==== TASK INPUTS ====

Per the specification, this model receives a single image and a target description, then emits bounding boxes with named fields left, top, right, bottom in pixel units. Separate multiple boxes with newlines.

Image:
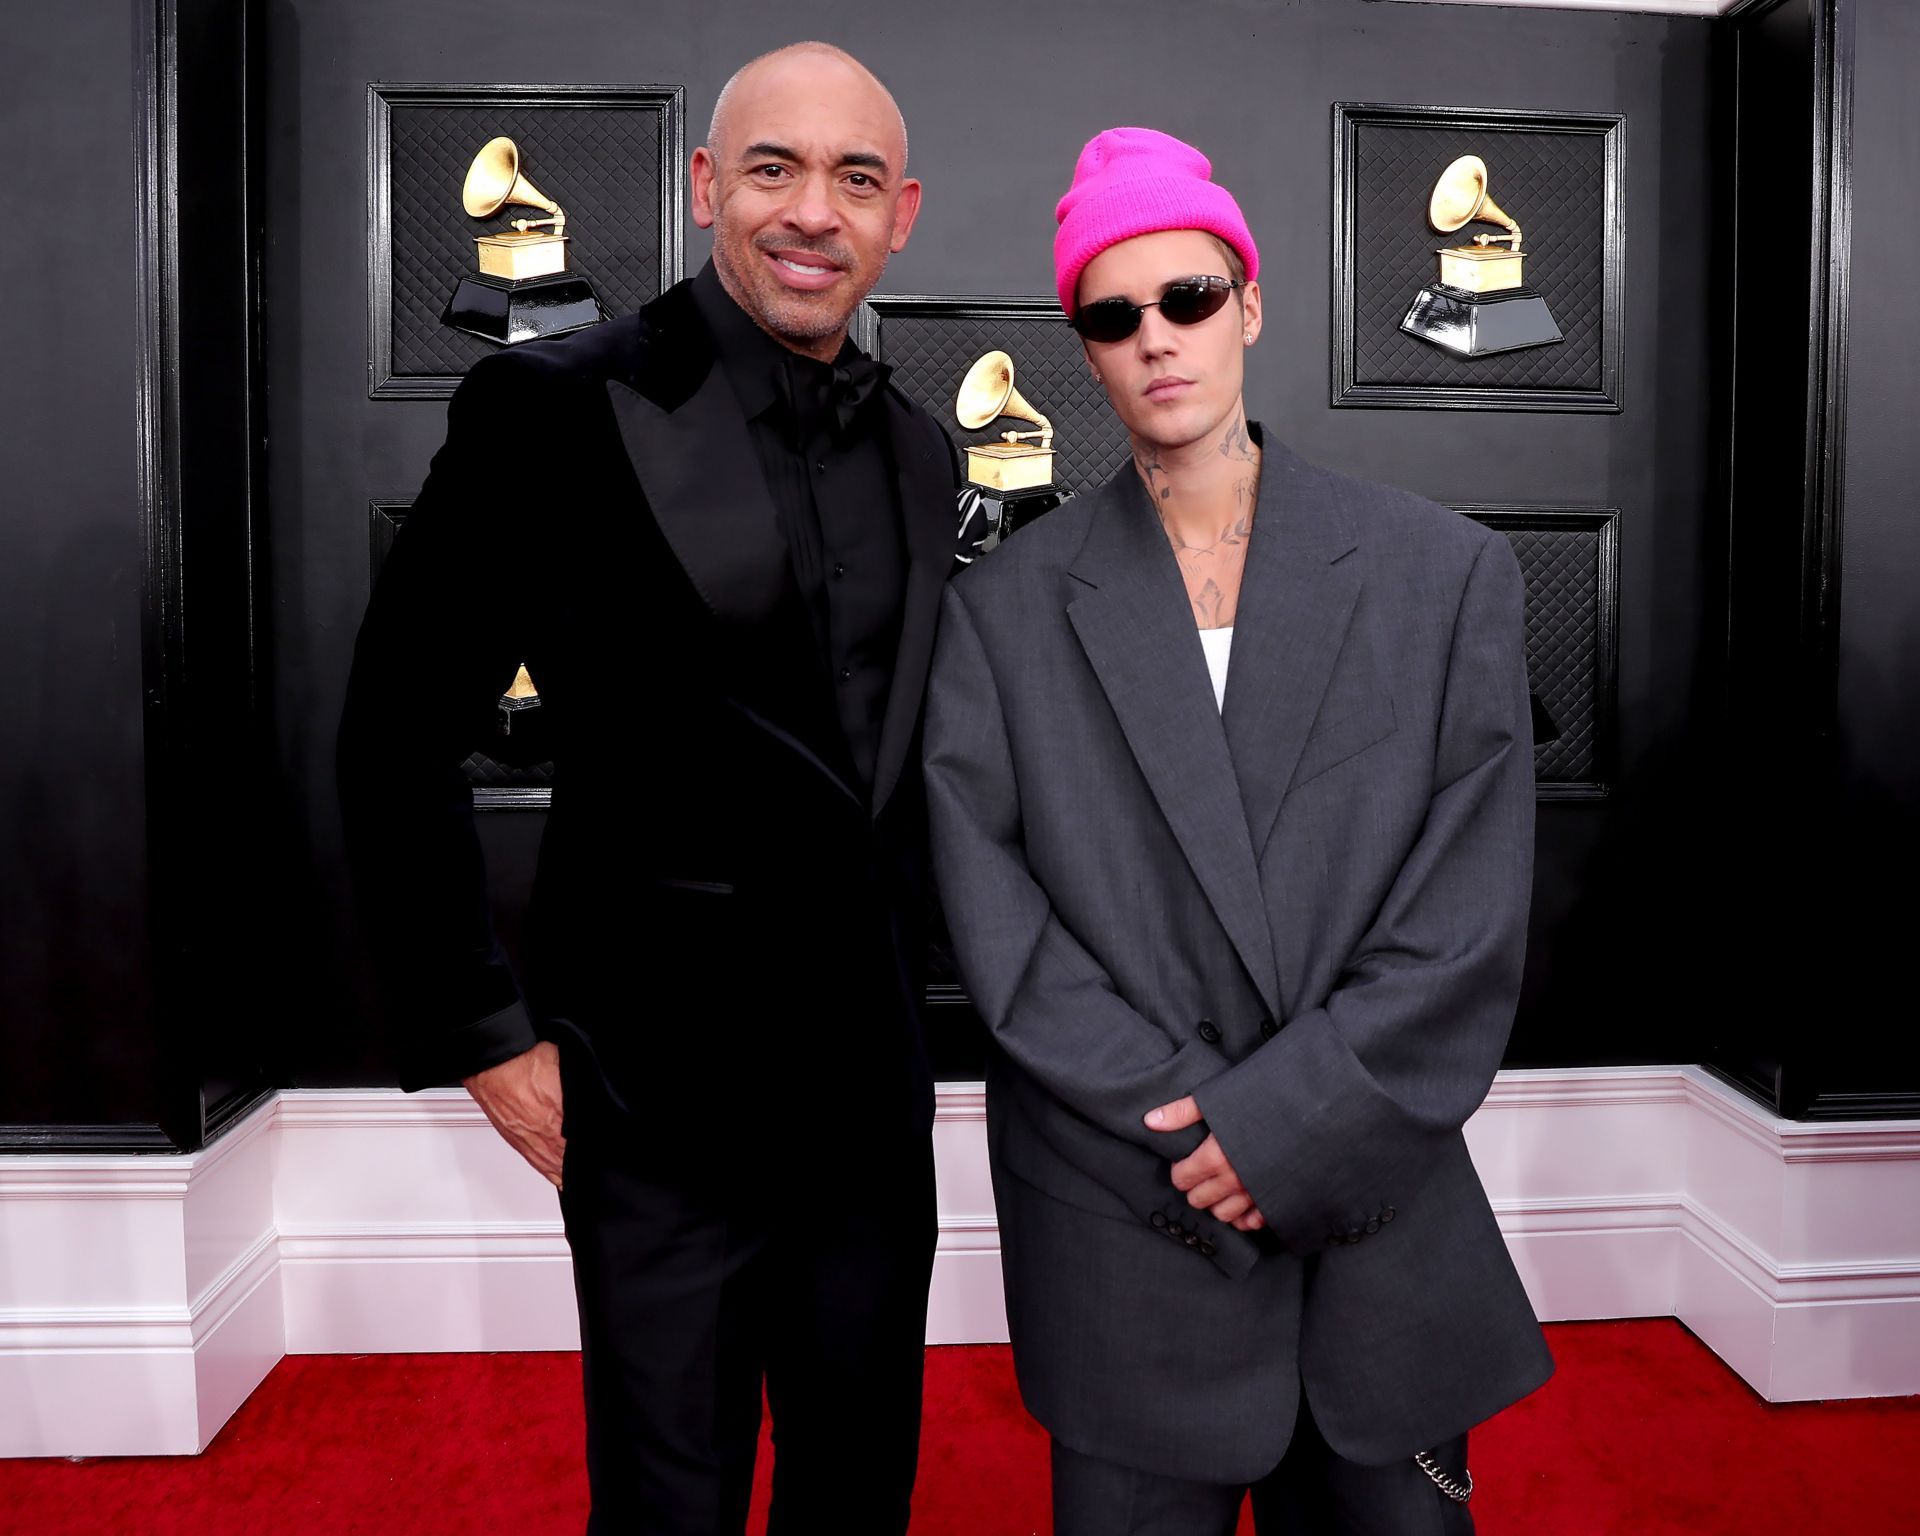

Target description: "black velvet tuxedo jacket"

left=923, top=436, right=1554, bottom=1480
left=337, top=280, right=959, bottom=1141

====

◆ THE TASK
Give the entries again without a single change, but with no pictures.

◆ TASK RESPONSE
Per the specification, this model receives a single image and a target description, then emits bounding boxes with named fields left, top, right, bottom in pixel units. Separate multiple boxes with newlines.

Image:

Target description: "black velvet tuxedo jacket"

left=923, top=436, right=1554, bottom=1480
left=337, top=280, right=959, bottom=1141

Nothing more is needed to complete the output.